===== Document text
Q&A: I have concerns about being newly pregnant and not taking folic acid.
I've not been taking a prenatal vitamin and just found out I am pregnant. Is that okay?
Since nearly half of all pregnancies are unplanned, there are probably many other women that are in the same boat. The March of Dimes and healthcare providers of childbearing-aged women have been trying to spread the word about the importance of prenatal vitamins and/or a folic acid supplement in the months prior to conceiving. Research has shown that taking folic acid can prevent neural tube defects by as much as 50 to 70 percent. (Neural tube defects are those found in the spine, skull, and brain.)
The discovery of folic acid’s impact on the reduction of neural tube defects led to the fortification of many products that we consume (such as breads, pasta, and cereals). According to the CDC (Centers for Disease Control), this fortification led to a 25 percent decrease in neural tube defects. Many women who eat a healthy diet rich in folic acid (dark green leafy vegetables, nuts, fortified cereals) ask why they need the supplement. Current studies show that the synthetic form is actually more effective than folic acid in foods for this type of protection (plus, pregnant women require twice the amount of folic acid that non-pregnant women require).
The recommended daily allowance (RDA) for folic acid for pregnant women is 600 micrograms, twice the normal RDA of 300 micrograms for non-pregnant women.
So what do you do now? Start by taking a good look at your diet and talk with your healthcare provider about the best nutritional plan and necessary follow-up for your pregnancy.
==========
===== Data excerpts
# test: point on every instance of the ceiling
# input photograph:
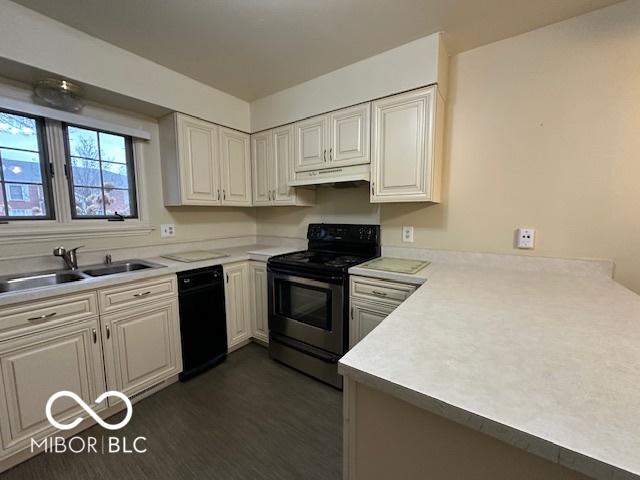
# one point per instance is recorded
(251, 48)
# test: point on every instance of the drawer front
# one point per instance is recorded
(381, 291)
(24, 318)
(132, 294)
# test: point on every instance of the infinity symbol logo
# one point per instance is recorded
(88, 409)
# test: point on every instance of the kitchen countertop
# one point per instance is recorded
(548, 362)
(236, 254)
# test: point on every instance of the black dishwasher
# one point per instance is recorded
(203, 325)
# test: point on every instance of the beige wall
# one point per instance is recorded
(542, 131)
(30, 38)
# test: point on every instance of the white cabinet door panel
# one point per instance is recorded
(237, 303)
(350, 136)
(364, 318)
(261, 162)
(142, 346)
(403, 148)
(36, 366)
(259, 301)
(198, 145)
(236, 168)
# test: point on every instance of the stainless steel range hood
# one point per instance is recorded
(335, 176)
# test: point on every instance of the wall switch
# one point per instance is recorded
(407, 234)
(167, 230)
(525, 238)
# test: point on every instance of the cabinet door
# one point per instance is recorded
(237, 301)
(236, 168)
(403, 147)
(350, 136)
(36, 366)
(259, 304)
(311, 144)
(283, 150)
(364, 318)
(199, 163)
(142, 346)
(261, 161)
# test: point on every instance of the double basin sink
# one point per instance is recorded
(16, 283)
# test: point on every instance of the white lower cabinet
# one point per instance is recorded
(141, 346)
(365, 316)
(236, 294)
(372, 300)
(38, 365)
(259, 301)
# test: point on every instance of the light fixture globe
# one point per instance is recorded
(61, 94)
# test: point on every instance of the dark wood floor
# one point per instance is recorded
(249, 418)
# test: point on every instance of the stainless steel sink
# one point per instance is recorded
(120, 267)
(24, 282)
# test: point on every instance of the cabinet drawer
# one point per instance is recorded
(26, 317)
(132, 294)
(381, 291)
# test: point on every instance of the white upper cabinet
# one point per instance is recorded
==========
===== Data excerpts
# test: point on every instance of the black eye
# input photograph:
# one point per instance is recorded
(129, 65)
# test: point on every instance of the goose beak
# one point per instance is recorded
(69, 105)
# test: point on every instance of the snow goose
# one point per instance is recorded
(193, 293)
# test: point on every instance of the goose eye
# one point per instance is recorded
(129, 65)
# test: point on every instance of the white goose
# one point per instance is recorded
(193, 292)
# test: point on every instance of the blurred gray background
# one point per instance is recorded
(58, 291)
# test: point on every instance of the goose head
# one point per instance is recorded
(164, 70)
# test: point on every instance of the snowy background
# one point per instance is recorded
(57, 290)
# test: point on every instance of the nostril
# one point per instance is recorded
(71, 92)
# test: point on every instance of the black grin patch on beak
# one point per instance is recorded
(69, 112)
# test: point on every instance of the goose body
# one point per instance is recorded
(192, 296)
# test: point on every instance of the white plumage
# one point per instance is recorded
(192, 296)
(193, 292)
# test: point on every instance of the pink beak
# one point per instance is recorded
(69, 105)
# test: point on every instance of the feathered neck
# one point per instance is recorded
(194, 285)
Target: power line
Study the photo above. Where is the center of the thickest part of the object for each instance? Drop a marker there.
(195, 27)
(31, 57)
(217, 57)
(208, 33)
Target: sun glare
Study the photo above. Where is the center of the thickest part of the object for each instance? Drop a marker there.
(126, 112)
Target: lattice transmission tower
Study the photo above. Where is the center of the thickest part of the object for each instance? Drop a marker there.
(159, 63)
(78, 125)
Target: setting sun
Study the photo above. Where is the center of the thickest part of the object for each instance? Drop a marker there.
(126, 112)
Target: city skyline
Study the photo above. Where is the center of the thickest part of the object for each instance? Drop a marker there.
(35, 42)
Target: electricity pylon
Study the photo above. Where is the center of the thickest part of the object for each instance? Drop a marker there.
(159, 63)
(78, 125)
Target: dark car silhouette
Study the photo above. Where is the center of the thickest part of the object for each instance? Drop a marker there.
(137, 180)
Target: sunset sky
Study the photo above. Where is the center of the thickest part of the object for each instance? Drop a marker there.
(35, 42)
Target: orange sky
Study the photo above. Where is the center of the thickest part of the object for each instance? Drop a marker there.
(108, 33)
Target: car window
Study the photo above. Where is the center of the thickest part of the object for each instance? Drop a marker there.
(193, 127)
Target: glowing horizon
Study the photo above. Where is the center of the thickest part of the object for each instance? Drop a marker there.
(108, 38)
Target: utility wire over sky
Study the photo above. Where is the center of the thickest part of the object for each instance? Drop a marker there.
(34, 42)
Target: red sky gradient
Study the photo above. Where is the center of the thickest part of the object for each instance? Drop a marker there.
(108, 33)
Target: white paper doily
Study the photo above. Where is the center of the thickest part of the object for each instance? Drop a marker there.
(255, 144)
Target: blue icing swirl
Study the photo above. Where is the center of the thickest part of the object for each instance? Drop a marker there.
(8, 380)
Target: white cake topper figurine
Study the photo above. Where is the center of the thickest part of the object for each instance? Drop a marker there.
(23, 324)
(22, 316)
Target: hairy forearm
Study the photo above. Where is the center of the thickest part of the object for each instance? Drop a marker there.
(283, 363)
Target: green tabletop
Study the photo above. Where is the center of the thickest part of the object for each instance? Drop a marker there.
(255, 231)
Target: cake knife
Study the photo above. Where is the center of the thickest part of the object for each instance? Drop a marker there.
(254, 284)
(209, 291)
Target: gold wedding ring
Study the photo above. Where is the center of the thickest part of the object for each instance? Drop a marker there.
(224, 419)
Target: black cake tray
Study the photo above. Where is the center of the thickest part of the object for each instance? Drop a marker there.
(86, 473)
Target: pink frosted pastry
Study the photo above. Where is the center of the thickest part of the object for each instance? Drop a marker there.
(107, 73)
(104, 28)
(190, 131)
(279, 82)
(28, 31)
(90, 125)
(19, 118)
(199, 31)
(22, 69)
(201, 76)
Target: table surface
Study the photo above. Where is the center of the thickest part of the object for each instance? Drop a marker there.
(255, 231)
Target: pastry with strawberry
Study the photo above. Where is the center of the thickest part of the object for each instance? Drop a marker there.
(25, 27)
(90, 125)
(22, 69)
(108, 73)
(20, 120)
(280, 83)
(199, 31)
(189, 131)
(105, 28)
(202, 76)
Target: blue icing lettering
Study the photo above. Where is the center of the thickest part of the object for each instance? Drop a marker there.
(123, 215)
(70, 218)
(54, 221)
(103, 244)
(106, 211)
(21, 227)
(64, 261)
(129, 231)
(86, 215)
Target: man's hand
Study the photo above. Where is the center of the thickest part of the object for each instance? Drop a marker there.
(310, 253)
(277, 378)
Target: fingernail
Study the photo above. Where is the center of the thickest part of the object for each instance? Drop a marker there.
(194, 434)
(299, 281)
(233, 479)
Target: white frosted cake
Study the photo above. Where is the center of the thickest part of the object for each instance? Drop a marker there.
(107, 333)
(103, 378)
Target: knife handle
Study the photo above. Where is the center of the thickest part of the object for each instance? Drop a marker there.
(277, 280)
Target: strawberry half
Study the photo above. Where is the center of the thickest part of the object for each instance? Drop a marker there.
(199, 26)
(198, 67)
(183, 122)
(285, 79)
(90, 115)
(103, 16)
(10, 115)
==========
# [About this exercise]
Write out the full folic acid Q&A above, word for word.

# [Task response]
Q&A: I have concerns about being newly pregnant and not taking folic acid.
I've not been taking a prenatal vitamin and just found out I am pregnant. Is that okay?
Since nearly half of all pregnancies are unplanned, there are probably many other women that are in the same boat. The March of Dimes and healthcare providers of childbearing-aged women have been trying to spread the word about the importance of prenatal vitamins and/or a folic acid supplement in the months prior to conceiving. Research has shown that taking folic acid can prevent neural tube defects by as much as 50 to 70 percent. (Neural tube defects are those found in the spine, skull, and brain.)
The discovery of folic acid’s impact on the reduction of neural tube defects led to the fortification of many products that we consume (such as breads, pasta, and cereals). According to the CDC (Centers for Disease Control), this fortification led to a 25 percent decrease in neural tube defects. Many women who eat a healthy diet rich in folic acid (dark green leafy vegetables, nuts, fortified cereals) ask why they need the supplement. Current studies show that the synthetic form is actually more effective than folic acid in foods for this type of protection (plus, pregnant women require twice the amount of folic acid that non-pregnant women require).
The recommended daily allowance (RDA) for folic acid for pregnant women is 600 micrograms, twice the normal RDA of 300 micrograms for non-pregnant women.
So what do you do now? Start by taking a good look at your diet and talk with your healthcare provider about the best nutritional plan and necessary follow-up for your pregnancy.